__Exercise aim__
Retype all of the material below without altering a single character, omitting the pictures.

┄┄┄┄┄┄

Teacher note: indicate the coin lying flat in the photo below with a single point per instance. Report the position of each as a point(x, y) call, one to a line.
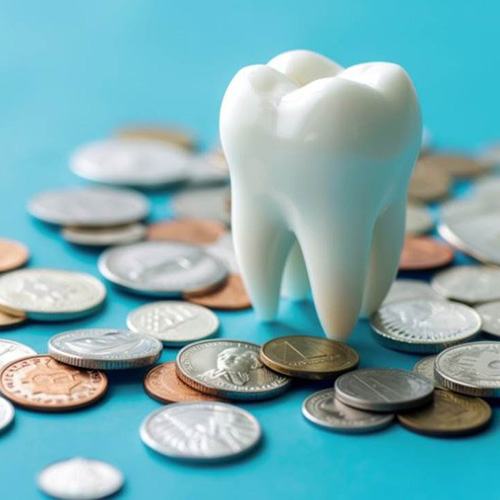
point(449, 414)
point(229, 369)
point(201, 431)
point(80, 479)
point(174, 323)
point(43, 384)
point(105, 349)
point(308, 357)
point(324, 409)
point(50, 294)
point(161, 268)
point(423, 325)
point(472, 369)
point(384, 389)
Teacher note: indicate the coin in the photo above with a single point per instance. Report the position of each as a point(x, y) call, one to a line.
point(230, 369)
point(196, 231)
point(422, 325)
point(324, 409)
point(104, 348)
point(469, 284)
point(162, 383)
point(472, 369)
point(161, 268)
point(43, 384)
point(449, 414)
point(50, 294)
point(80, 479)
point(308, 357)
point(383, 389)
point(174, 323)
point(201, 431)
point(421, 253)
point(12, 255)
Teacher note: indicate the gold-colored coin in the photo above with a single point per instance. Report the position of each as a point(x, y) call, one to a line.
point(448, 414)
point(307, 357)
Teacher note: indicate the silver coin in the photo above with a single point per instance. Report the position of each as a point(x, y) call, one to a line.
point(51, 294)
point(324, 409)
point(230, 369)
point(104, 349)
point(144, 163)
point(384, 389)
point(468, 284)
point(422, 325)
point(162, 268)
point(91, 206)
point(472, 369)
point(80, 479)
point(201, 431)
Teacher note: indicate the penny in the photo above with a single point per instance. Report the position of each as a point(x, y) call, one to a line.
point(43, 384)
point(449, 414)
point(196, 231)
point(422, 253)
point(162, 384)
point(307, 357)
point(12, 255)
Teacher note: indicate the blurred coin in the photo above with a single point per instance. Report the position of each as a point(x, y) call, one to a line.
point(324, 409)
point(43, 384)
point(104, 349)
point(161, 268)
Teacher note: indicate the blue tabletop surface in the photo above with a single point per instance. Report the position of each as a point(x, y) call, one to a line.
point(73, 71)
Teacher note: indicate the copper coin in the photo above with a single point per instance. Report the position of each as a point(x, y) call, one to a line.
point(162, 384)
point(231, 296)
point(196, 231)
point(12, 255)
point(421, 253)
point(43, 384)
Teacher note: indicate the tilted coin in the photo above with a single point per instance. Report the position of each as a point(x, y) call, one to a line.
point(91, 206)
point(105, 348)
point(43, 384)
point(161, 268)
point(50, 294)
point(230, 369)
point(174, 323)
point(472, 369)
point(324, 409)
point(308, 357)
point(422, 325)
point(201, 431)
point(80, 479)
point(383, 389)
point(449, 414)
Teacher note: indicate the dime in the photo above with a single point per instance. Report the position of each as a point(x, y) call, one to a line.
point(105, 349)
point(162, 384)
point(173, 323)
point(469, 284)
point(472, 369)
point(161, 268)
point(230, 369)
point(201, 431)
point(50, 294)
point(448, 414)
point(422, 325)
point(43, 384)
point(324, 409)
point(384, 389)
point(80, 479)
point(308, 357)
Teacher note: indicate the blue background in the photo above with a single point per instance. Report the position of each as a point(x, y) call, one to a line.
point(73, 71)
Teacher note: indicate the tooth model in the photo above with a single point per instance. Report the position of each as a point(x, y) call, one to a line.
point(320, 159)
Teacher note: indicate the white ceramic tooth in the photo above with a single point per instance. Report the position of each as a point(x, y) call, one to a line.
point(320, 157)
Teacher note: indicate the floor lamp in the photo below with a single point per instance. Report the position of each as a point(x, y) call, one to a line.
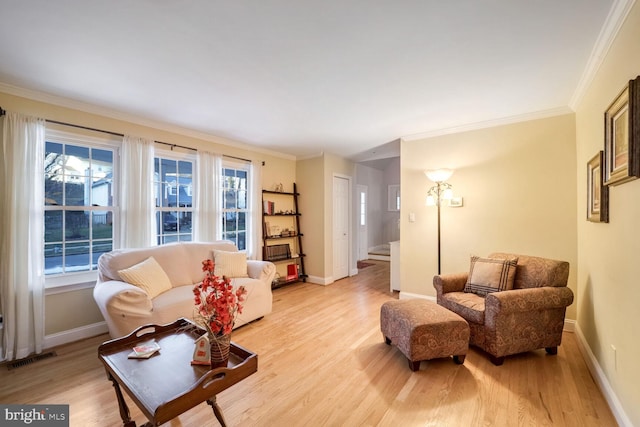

┄┄┄┄┄┄

__Correct result__
Teacher note: indicate the coin lying flat in the photo below with a single point per instance. Report the position of each as a point(x, y) call, one to a line.
point(449, 414)
point(229, 369)
point(201, 431)
point(80, 479)
point(174, 323)
point(43, 384)
point(105, 349)
point(308, 357)
point(324, 409)
point(50, 294)
point(161, 268)
point(423, 325)
point(472, 369)
point(384, 389)
Teacher note: indicate the coin in the photo above with a single point per instance. Report the position of each as a point(x, y) call, one to a line.
point(230, 369)
point(196, 231)
point(422, 325)
point(324, 409)
point(104, 348)
point(469, 284)
point(162, 383)
point(472, 369)
point(161, 268)
point(43, 384)
point(449, 414)
point(50, 294)
point(80, 479)
point(308, 357)
point(383, 389)
point(174, 323)
point(201, 431)
point(421, 253)
point(12, 255)
Teacher note: indicate the gold-colored coin in the photo above with a single point per instance. Report the position of each as a point(x, y) call, one to a line.
point(448, 414)
point(307, 357)
Teacher note: indicate the silver coin in the photo above with a single point per instance. Report the position of each as a point(x, y) call, one to a line.
point(51, 294)
point(324, 409)
point(230, 369)
point(104, 349)
point(144, 163)
point(384, 389)
point(468, 284)
point(422, 325)
point(162, 268)
point(91, 206)
point(472, 369)
point(80, 479)
point(201, 431)
Teacher note: indicate the penny in the photo above with a single point per instance. Report the position of each as a point(x, y) call, one to a line.
point(43, 384)
point(449, 414)
point(196, 231)
point(422, 253)
point(162, 384)
point(307, 357)
point(12, 255)
Teacher note: indicate the blurred coin in the photo above with a single point per instance. Report the position of each as a point(x, y) call, one to a line.
point(324, 409)
point(43, 384)
point(104, 349)
point(161, 268)
Teacher note: indicate the blue tabletop surface in the photo above with a single point per instance. Report the position of each as a point(x, y) call, one to a line.
point(73, 71)
Teacher note: indicate the copper coin in the photo above with a single point per instance. Report the position of each as a point(x, y) call, one to a line.
point(162, 384)
point(231, 296)
point(196, 231)
point(12, 255)
point(421, 253)
point(43, 384)
Teacher note: indicate the tilted coin in the photo above with a single point per instance. Report the position of each as a point(x, y) call, one to a line.
point(91, 206)
point(105, 348)
point(43, 384)
point(161, 268)
point(50, 294)
point(230, 369)
point(174, 323)
point(472, 369)
point(324, 409)
point(308, 357)
point(422, 325)
point(201, 431)
point(80, 479)
point(383, 389)
point(449, 414)
Teacher note: indicate the dime in the photo above with a single point per instance. Report the position of each as a point(x, y) call, one to a line.
point(105, 349)
point(162, 384)
point(173, 323)
point(469, 284)
point(472, 369)
point(161, 268)
point(230, 369)
point(201, 431)
point(50, 294)
point(448, 414)
point(422, 325)
point(43, 384)
point(324, 409)
point(384, 389)
point(80, 479)
point(308, 357)
Teacher note: indicate the blue background in the photo above with a single point per instance. Report the position of each as a point(x, y) call, one to a line.
point(73, 71)
Teacher note: indicate the tooth model in the photo above with a single point per instance. Report the position of each as a point(x, y) call, one to a line.
point(320, 159)
Teacher note: indicate the white ceramic tooth in the photo above with a single point per instance. Report the position of each as a point(x, y) call, one to a line.
point(320, 157)
Teacher note: indicate the floor lamp in the photo below with a single point per instance. Report the position of each as a point(x, y) call, one to a line.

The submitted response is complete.